*Assignment*: Print every line of the data word for word.

--*--

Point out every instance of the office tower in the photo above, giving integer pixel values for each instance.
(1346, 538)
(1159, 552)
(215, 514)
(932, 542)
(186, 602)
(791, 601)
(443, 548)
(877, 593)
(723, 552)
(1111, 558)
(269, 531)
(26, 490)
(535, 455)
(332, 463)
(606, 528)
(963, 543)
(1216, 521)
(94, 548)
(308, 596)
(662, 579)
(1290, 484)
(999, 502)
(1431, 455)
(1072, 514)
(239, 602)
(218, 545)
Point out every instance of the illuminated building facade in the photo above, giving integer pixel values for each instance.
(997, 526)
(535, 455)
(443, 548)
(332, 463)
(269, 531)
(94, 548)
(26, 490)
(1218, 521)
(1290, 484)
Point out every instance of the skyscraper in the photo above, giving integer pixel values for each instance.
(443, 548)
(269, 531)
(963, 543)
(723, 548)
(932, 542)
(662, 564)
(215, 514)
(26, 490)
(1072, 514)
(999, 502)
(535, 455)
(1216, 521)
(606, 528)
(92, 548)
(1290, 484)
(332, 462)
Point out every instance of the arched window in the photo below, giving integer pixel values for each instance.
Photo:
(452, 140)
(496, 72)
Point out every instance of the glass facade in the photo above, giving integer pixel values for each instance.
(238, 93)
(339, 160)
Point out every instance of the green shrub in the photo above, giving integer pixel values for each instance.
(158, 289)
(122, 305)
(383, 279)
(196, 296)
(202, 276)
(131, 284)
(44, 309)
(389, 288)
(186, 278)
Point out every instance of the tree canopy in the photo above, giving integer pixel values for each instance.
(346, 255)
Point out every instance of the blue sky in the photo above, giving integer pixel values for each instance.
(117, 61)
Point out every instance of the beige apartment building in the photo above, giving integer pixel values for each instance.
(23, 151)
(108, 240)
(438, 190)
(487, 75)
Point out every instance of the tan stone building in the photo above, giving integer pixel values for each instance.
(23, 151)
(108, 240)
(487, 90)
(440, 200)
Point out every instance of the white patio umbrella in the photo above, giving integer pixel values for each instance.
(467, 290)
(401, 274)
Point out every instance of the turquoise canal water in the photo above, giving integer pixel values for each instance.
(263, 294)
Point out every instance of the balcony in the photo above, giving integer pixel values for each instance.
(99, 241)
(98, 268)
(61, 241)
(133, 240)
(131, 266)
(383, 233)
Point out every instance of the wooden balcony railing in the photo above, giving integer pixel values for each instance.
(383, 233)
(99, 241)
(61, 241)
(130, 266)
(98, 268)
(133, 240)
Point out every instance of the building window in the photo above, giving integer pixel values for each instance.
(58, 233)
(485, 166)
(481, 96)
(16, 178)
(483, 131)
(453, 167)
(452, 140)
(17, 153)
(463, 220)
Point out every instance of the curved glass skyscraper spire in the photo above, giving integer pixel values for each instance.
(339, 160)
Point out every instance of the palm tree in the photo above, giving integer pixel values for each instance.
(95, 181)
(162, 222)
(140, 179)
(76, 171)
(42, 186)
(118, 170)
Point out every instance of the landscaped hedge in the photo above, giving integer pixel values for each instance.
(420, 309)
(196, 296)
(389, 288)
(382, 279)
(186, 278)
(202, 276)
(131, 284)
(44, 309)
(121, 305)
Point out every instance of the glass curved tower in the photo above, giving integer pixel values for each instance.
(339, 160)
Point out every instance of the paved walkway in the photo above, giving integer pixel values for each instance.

--*--

*Exercise solution*:
Point out every instance of the office tower in the photo above, giving integer pixel values for each instance.
(1346, 538)
(1159, 552)
(215, 514)
(932, 542)
(186, 602)
(791, 601)
(443, 548)
(877, 593)
(723, 552)
(1111, 558)
(269, 531)
(26, 490)
(535, 455)
(332, 463)
(606, 528)
(963, 543)
(1216, 521)
(94, 548)
(308, 596)
(662, 579)
(1290, 484)
(999, 502)
(1431, 455)
(1072, 514)
(239, 602)
(218, 545)
Point out every instance of the illuminated building facade in the photo above, giving integer pixel values for each instance.
(997, 526)
(535, 455)
(443, 548)
(332, 463)
(269, 531)
(94, 548)
(26, 490)
(1218, 521)
(1290, 484)
Point out every instance of the skyscraper in the photo above, giving integer pixel values for each instance.
(443, 548)
(269, 531)
(963, 543)
(723, 548)
(932, 542)
(662, 564)
(215, 514)
(26, 490)
(1072, 514)
(999, 502)
(535, 455)
(1216, 521)
(606, 528)
(92, 548)
(1290, 484)
(332, 462)
Point out every instance of the arched window in the photo below, giving integer pixel values for each instance.
Photo:
(452, 140)
(496, 72)
Point out every instance of the glass facade in the photo above, giving integer pixel values for each instance.
(238, 93)
(339, 160)
Point out every instance of the green shrub in the photo above, giving integer pixel values for each instance.
(158, 289)
(122, 305)
(383, 279)
(196, 296)
(202, 276)
(131, 284)
(44, 309)
(389, 288)
(186, 278)
Point out every instance of the tree canopy in the photo above, giving integer pixel values for each instance.
(346, 255)
Point out every instance of the blue sky in the photo above, giving integer pixel values for each instance.
(117, 61)
Point out every instance of the beige apartment building in the photo above, giving integer pixel values for each instance.
(23, 151)
(108, 240)
(438, 190)
(487, 75)
Point out every instance of the tan stone building in the photo above, giving integer pixel values for each instance.
(23, 151)
(108, 240)
(487, 90)
(440, 200)
Point out every instance of the white patio umbrella in the photo above, giving integer pixel values for each instance.
(467, 290)
(401, 274)
Point out every instance of the turquoise canal water in the photo above, giving integer pixel values for each instance.
(263, 294)
Point out every instance of the balcony in the photo above, giving integer pixel values for each instance.
(99, 241)
(98, 268)
(61, 241)
(133, 240)
(131, 266)
(383, 233)
Point out every instance of the wooden balcony railing in the photo above, giving integer pixel values for each instance.
(383, 233)
(99, 241)
(61, 241)
(130, 266)
(98, 268)
(133, 240)
Point out every instance of the building window in the photo above, giving integer pixel values for each instance.
(58, 233)
(485, 166)
(481, 96)
(16, 178)
(483, 131)
(453, 167)
(452, 140)
(17, 153)
(463, 220)
Point out every instance of the curved glass skyscraper spire in the photo above, giving integer pixel values for each instance.
(339, 160)
Point out every instance of the palm tree in the photo above, giving integer pixel values for each instance.
(95, 181)
(162, 222)
(140, 179)
(76, 171)
(42, 186)
(118, 170)
Point out every instance of the landscaped hedge in the photo above, giving integer pixel values for each instance.
(420, 309)
(196, 296)
(389, 288)
(382, 279)
(186, 278)
(202, 276)
(131, 284)
(44, 309)
(121, 305)
Point out every instance of the glass curved tower in the photo above, giving integer pixel values for each instance.
(339, 160)
Point out every instance of the paved walkway in the photo above, giving integer pixel values for each instance.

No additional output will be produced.